_SET EXERCISE_: Only those lines running from the line that contains "Would you mind marking the blue" through the end of the material are to be written out, each exactly as shown.

_TASK INPUTS_:
- - -

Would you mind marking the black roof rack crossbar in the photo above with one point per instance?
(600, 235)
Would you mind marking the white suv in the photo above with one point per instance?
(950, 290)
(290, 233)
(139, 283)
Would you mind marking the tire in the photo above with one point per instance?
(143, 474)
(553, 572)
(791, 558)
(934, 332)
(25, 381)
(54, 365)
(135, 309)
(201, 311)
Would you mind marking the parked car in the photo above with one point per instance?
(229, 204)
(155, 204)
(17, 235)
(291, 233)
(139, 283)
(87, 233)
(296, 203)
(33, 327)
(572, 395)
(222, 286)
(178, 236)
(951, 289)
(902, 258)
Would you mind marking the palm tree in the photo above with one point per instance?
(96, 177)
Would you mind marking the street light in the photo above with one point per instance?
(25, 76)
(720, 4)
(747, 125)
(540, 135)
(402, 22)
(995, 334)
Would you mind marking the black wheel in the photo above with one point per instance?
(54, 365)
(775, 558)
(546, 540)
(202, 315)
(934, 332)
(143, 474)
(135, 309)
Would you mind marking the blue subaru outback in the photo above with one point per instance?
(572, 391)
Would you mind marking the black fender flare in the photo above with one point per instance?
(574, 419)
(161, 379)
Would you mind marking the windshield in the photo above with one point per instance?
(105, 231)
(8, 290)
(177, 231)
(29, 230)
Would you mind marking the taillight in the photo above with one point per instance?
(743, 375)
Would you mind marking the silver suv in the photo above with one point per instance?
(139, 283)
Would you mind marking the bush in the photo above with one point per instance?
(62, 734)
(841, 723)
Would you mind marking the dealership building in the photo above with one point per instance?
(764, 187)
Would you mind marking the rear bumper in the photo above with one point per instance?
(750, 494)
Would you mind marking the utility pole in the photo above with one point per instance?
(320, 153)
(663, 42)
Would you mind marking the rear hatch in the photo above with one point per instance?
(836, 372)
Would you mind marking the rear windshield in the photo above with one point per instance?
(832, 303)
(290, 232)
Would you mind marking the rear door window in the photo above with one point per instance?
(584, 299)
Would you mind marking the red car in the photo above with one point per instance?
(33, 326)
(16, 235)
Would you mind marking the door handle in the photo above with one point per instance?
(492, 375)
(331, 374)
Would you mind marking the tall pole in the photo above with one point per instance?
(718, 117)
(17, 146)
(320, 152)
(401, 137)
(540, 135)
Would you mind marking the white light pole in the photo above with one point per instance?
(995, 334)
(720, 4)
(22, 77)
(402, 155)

- - -

_CORRECT RESULT_:
Would you mind marking the blue subaru outback in the photo above with one point per instance?
(572, 391)
Would you mind marking the black fender flare in the photo above with one point per instance?
(574, 419)
(161, 379)
Would you mind marking the windshield in the photo above with one point per instance?
(105, 231)
(8, 290)
(177, 231)
(29, 230)
Would you mind marking the taillight in the photo above with one point per instance?
(743, 375)
Would you mind marking the silver suv in the photo above with one point per instance?
(139, 283)
Would you mind marking the bush in the photo above with one point per instance?
(62, 734)
(841, 723)
Would you mind marking the dealership building in the photo above with one point per instance?
(764, 187)
Would you mind marking the rear bumper in the photo above with one point per instance?
(750, 494)
Would you mind marking the utility pole in the photo above with one point per instance?
(320, 153)
(663, 42)
Would you mind marking the rear hatch in the photo above with one point per instance?
(836, 372)
Would you mind marking the rear windshield in the photo above with one point per instance?
(832, 303)
(290, 232)
Would you mind marking the rear door window in the photo above with one point per instance?
(584, 299)
Would you mind marking the red car in the photo above with one point per instance?
(33, 326)
(16, 235)
Would you mind marking the door handle in the photo above with one point per instance?
(492, 375)
(331, 374)
Would you mind marking the tall pole in the photo above with one point per instance?
(718, 117)
(17, 146)
(320, 152)
(401, 137)
(540, 135)
Would you mind marking the white light pole in the photo above with one point per instance?
(995, 334)
(720, 4)
(22, 77)
(402, 155)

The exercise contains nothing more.